Quoted text:
====================
Originally Published: January 23, 2010

I'm not sure what is worse, being boring or being bored. Being boring is perhaps more egregious. Being bored I can cut the borer some slack by reminding myself of my relative impatience around someone recounting, in too great detail, local traffic lights and their illogical timing: an irritation perhaps, but hardly a conspiracy, and hardly fodder for an extended monologue over dinner, for yes, when the boring are on a roll there seems to be no stopping them.

In an essay in the New York Times this morning Jennifer Schuessler notes the following:

Boring people can, paradoxically, prove interesting. As they prattle on, you step back mentally and start to catalog the irritating timbre of the offending voice, the reliance on cliché, the almost comic repetitiousness — in short, you begin constructing a story.

There is, in the margins of the dull conversation, plenty of room to create alternative narratives, practice description, recombine sentences, analyze their structure, work backwards to recreate the childhood that creates the mind that creates the rather dull story one is forced to endure, cocktail in hand. But what of poetry?

How does one deal with the boring where poetry is concerned? It’s all very fine to encounter a dull book, one can set it aside, but when one is settled into a reading? There are certain qualities, noted above, that simply create room for one's own work churning away between the lines. Some qualities of boring make one want to pull one's head off. Others, when taken to extreme, can become something else entirely. Riffing off of John Cage, Kenneth Goldsmith notes, "there's a certain kind of unboring boredom that's fascinating, engrossing, transcendent, and downright sexy." There is also, as Vanessa Place notes of her own "Statements of Facts," a moment "where the unboring goes into boring which is unboring as the boring becomes an unsettling."
====================
Task prompt: According to the piece on boredom, why can boring people prove interesting? Answer in one to three sentences.
====================
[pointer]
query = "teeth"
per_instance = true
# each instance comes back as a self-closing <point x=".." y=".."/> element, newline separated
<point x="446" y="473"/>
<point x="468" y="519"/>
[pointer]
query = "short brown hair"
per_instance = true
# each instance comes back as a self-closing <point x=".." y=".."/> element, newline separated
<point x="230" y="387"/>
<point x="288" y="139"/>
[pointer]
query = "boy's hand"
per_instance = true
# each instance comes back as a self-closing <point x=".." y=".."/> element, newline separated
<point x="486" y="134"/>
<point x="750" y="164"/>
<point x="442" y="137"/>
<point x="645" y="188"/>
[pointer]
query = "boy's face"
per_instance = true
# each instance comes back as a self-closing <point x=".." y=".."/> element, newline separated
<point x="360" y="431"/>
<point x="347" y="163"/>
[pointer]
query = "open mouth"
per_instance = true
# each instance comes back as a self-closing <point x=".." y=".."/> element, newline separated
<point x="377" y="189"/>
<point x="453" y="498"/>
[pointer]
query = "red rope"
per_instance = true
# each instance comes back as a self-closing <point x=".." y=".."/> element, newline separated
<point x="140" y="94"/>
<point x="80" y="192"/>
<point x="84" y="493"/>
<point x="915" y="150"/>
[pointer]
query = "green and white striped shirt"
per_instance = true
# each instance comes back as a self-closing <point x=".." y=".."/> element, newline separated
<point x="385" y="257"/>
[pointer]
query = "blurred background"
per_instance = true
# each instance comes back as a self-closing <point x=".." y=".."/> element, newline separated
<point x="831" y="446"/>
====================
Response to the task: As boring people prattle on, the listener steps back mentally and catalogs the irritating timbre of the voice, the reliance on cliché and the almost comic repetitiousness. In doing so, the listener begins constructing a story.